[Data records]
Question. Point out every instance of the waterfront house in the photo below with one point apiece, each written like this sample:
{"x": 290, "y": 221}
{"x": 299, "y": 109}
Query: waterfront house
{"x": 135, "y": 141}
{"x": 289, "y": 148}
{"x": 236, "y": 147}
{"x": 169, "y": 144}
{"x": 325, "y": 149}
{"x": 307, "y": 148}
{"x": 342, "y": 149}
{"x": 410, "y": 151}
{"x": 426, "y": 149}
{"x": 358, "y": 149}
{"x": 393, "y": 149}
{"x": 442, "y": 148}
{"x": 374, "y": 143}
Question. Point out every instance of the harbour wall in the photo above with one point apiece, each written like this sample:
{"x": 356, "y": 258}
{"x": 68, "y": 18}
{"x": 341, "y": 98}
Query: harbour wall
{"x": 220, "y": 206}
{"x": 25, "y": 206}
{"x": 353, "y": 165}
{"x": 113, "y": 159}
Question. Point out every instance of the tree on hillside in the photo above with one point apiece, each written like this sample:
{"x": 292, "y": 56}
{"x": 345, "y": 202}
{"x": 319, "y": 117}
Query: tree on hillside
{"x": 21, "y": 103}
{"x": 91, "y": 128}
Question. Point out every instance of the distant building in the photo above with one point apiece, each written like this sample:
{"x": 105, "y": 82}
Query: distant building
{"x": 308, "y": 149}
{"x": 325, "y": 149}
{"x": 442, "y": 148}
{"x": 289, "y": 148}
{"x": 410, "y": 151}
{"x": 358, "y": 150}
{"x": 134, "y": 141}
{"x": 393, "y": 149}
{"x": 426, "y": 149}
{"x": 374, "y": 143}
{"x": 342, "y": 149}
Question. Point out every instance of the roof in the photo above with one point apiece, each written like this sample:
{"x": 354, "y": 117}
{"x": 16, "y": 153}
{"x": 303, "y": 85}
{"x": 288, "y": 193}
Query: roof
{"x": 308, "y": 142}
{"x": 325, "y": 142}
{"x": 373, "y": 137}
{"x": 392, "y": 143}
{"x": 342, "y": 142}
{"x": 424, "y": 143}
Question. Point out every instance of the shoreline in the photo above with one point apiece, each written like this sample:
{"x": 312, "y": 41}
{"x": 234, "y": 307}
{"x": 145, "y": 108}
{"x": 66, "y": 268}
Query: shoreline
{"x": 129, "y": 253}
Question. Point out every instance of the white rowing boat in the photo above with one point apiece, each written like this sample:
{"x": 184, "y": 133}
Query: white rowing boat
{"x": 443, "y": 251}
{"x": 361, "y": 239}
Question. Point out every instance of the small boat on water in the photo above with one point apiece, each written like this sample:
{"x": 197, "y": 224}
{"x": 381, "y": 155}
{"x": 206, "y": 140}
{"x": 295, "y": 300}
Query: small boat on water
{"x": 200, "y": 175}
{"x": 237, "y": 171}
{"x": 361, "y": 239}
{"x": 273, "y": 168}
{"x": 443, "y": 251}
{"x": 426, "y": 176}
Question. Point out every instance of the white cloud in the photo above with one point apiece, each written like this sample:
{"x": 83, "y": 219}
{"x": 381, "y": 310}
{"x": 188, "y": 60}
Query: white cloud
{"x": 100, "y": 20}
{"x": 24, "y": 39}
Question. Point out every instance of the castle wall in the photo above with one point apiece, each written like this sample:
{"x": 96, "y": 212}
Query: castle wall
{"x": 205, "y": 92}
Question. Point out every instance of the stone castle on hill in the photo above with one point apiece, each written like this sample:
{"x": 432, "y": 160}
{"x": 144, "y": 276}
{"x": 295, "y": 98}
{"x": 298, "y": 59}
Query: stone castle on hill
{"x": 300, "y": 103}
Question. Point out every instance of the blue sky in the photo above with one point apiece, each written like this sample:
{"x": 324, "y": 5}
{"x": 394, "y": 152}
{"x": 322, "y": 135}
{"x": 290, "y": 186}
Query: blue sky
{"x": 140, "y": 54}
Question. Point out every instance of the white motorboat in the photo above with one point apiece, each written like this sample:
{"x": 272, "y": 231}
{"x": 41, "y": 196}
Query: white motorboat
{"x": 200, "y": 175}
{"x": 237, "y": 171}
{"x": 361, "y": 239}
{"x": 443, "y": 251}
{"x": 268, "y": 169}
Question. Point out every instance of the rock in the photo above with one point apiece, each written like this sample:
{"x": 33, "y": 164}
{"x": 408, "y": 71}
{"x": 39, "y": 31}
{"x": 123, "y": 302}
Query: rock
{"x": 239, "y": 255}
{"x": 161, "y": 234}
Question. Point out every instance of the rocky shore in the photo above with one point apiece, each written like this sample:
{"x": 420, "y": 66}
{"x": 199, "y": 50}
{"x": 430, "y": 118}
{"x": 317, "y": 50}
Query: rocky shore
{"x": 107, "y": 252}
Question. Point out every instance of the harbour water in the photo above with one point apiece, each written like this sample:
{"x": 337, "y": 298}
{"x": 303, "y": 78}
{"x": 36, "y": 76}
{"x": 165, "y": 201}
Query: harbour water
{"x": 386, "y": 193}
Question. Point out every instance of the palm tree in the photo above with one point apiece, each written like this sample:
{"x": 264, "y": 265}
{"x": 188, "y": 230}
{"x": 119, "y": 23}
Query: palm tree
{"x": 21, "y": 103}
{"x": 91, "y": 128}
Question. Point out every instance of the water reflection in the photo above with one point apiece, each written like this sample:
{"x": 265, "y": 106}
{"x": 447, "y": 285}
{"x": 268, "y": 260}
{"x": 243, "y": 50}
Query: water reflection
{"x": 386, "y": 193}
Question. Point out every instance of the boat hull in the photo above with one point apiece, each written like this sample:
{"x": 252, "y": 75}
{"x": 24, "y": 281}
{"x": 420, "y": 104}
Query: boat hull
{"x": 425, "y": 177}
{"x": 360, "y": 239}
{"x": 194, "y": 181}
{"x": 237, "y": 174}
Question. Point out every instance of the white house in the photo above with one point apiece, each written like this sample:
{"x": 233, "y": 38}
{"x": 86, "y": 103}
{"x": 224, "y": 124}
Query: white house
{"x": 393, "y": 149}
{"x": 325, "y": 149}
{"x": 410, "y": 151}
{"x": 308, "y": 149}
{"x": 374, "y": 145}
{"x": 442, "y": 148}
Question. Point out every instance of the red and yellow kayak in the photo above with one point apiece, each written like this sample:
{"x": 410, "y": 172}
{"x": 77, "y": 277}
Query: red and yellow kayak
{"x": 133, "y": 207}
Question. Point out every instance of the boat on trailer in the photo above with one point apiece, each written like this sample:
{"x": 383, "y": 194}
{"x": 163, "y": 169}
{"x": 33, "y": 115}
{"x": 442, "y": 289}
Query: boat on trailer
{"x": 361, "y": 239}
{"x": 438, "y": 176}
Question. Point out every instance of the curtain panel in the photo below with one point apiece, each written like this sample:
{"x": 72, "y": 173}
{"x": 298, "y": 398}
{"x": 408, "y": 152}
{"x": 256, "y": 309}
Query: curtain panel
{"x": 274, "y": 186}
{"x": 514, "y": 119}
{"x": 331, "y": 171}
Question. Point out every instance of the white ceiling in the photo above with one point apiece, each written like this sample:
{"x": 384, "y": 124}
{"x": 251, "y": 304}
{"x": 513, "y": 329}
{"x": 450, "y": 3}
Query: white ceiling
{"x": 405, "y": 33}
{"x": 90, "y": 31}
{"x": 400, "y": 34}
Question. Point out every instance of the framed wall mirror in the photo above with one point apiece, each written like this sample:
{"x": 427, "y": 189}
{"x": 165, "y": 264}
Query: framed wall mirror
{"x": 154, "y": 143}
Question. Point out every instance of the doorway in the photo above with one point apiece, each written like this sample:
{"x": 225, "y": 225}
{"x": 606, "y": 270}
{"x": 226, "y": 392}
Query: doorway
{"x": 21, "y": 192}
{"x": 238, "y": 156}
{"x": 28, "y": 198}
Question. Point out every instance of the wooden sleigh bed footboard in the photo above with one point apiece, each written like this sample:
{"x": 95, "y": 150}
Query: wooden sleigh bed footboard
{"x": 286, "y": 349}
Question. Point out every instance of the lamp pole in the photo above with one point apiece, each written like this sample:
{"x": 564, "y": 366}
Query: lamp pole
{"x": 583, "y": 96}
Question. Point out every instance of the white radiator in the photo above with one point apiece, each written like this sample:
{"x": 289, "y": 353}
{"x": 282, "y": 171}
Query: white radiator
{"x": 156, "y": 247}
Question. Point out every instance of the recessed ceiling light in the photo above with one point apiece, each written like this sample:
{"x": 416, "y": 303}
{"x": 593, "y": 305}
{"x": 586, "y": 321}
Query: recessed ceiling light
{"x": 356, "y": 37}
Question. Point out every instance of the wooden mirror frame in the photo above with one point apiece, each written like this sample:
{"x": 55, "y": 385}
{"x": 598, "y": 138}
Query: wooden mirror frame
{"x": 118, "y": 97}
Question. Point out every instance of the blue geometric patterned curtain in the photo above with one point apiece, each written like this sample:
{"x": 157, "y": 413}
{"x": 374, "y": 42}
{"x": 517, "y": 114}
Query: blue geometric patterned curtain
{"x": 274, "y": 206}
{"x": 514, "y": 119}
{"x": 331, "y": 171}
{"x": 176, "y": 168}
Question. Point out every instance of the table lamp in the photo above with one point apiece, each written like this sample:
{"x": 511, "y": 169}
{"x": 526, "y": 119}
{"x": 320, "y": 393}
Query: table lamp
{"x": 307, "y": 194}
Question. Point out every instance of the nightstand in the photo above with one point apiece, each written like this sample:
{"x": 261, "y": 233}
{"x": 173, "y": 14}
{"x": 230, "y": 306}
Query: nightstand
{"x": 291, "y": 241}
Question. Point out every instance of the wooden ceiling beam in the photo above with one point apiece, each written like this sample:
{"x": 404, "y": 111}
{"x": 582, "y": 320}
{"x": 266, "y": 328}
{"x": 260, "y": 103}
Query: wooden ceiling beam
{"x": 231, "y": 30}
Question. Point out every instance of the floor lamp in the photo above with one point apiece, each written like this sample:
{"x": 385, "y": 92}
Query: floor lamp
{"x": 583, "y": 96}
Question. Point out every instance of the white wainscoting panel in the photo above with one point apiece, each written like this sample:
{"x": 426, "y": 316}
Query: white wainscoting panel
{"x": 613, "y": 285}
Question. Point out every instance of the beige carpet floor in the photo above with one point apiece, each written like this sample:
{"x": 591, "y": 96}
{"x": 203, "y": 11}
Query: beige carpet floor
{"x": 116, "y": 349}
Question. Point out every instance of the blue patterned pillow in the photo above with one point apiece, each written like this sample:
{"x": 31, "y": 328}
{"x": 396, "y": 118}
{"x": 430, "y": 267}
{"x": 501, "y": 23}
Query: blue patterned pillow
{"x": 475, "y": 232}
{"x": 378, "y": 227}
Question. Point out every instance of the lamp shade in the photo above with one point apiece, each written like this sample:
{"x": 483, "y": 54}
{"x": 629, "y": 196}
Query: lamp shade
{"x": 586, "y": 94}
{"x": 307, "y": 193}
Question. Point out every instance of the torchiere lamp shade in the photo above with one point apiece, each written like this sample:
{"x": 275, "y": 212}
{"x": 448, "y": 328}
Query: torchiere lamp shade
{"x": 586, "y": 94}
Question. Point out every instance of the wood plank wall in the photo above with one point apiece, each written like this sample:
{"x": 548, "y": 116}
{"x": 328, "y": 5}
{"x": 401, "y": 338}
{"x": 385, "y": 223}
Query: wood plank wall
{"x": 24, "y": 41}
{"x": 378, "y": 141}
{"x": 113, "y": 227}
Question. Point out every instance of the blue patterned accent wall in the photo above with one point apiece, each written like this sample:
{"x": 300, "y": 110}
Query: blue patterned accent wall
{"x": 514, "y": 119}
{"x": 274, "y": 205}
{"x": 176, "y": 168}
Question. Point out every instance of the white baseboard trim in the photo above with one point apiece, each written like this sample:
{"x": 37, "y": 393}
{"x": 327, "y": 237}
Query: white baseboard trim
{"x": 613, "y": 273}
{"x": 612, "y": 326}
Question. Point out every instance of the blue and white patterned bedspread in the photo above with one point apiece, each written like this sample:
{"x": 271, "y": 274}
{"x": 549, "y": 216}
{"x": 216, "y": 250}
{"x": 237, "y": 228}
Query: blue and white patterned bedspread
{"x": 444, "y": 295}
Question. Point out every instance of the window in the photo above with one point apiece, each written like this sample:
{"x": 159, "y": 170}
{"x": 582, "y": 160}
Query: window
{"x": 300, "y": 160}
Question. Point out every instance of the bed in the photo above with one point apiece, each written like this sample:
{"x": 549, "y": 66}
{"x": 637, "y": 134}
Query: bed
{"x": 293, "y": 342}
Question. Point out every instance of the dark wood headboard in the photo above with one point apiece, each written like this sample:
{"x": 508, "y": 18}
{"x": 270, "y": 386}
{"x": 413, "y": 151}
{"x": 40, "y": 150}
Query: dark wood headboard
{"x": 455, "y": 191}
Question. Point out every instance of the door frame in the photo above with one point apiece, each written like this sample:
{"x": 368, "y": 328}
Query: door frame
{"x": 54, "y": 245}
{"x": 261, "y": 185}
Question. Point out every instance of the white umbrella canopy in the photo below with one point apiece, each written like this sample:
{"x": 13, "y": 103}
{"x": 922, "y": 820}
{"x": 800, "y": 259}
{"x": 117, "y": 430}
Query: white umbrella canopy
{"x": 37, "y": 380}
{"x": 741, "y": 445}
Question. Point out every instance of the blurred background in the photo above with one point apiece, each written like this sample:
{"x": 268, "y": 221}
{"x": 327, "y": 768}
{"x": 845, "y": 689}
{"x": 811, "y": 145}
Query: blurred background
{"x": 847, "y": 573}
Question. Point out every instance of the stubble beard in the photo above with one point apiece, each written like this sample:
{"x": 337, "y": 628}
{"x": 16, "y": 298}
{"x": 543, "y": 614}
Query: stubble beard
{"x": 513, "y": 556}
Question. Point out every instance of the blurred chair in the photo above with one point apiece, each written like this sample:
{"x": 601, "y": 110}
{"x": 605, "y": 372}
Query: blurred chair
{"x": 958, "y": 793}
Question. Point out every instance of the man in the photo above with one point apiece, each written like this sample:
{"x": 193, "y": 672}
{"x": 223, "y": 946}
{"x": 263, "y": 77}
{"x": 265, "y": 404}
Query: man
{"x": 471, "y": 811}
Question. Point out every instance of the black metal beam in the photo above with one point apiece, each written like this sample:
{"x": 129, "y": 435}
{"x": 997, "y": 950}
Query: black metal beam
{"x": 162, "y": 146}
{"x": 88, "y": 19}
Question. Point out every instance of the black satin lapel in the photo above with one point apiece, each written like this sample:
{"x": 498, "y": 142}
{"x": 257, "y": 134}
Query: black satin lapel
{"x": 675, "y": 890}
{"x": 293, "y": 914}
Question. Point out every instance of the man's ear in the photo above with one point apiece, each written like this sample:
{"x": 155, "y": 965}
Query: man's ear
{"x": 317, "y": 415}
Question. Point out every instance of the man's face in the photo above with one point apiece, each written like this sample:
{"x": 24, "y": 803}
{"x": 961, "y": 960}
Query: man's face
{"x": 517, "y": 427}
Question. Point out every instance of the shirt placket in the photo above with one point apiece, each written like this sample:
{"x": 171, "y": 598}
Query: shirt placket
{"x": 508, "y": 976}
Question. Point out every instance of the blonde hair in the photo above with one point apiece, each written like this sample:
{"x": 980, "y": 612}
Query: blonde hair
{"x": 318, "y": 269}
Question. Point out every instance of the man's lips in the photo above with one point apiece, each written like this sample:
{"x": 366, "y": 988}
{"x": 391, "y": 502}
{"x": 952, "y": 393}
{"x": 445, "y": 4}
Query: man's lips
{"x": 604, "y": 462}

→ Exercise
Exact copies of the lines from the one holding "Question. Point out every instance of the black satin" through the last line above, and only those, make up the answer.

→ Exercise result
Question. Point out every instance of the black satin lapel in the photo above with one point apiece, each written like this sample:
{"x": 498, "y": 142}
{"x": 257, "y": 134}
Query: black satin lapel
{"x": 675, "y": 890}
{"x": 293, "y": 914}
Question. Point out every instance of the man's ear in the photo above with one point apiece, each written like this sample:
{"x": 155, "y": 965}
Query: man's ear
{"x": 317, "y": 415}
Question. Point out every instance of the man's face in the photo above with one point apiece, each written like this sample:
{"x": 24, "y": 803}
{"x": 961, "y": 960}
Query: man's face
{"x": 517, "y": 427}
Question. Point out every instance of the shirt placket in the photo above with one point apiece, each written like this sample:
{"x": 171, "y": 598}
Query: shirt placket
{"x": 508, "y": 976}
Question. Point out every instance of the blonde hair in the photo above with one point apiece, each written like this sample:
{"x": 980, "y": 612}
Query: blonde hair
{"x": 318, "y": 269}
Question. Point out every instance of the man's lips in the photo above with one point apiece, each written like this sample:
{"x": 366, "y": 988}
{"x": 391, "y": 502}
{"x": 952, "y": 393}
{"x": 445, "y": 4}
Query: man's lips
{"x": 604, "y": 462}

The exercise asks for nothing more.